▽

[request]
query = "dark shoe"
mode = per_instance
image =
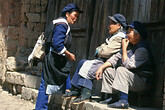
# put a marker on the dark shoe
(105, 101)
(85, 96)
(120, 104)
(80, 99)
(71, 93)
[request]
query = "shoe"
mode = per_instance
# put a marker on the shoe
(85, 96)
(80, 99)
(105, 101)
(123, 104)
(71, 93)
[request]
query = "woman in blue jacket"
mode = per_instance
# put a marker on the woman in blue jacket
(56, 66)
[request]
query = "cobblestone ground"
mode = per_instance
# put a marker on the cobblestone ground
(10, 102)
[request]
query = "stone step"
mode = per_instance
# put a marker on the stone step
(57, 102)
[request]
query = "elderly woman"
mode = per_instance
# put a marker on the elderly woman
(56, 62)
(85, 72)
(128, 69)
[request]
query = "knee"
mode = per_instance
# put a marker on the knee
(82, 61)
(121, 70)
(109, 72)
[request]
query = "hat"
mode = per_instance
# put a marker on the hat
(70, 7)
(139, 28)
(119, 18)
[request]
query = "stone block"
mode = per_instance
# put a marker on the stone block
(29, 94)
(43, 18)
(32, 8)
(39, 27)
(37, 2)
(25, 8)
(15, 78)
(32, 81)
(33, 17)
(38, 9)
(30, 25)
(13, 32)
(25, 1)
(44, 2)
(23, 17)
(43, 8)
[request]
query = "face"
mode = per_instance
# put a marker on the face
(113, 27)
(132, 36)
(72, 17)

△

Restate every record exactly, please; do not copy the pictures.

COMPLETED TASK:
[request]
query = "dark shoe"
mode = per_instance
image =
# put a marker on the dark shoe
(105, 101)
(85, 96)
(120, 104)
(80, 99)
(71, 93)
[request]
query = "shoe"
mode = per_instance
# put a marker on the shoe
(85, 96)
(80, 99)
(105, 101)
(123, 104)
(71, 93)
[request]
query = "woman in blue jacket"
mode = per_instance
# put a marker on the woman in blue jacket
(56, 66)
[request]
query = "cobblestone ground"
mode = per_instance
# put a marker on the cobblestone ground
(10, 102)
[request]
query = "stone step"
mode = per_instance
# put a marker on the stone step
(57, 102)
[request]
query = "elderly woman"
mode = per_instance
# put a marker on the elderly woman
(56, 62)
(85, 72)
(128, 69)
[request]
query = "knee"
mode = per_instance
# put a marker on the knee
(82, 61)
(121, 70)
(109, 72)
[request]
query = "hat"
mode = per_instance
# put a marker on the hat
(70, 7)
(139, 28)
(119, 18)
[request]
query = "stone block"
mode = per_instance
# put a marker on the stone block
(29, 94)
(43, 18)
(32, 8)
(39, 27)
(37, 2)
(25, 8)
(15, 78)
(32, 81)
(33, 17)
(38, 9)
(30, 25)
(13, 32)
(25, 1)
(44, 2)
(23, 17)
(43, 8)
[request]
query = "face"
mode = per_instance
# put a marker on the face
(113, 27)
(132, 36)
(72, 17)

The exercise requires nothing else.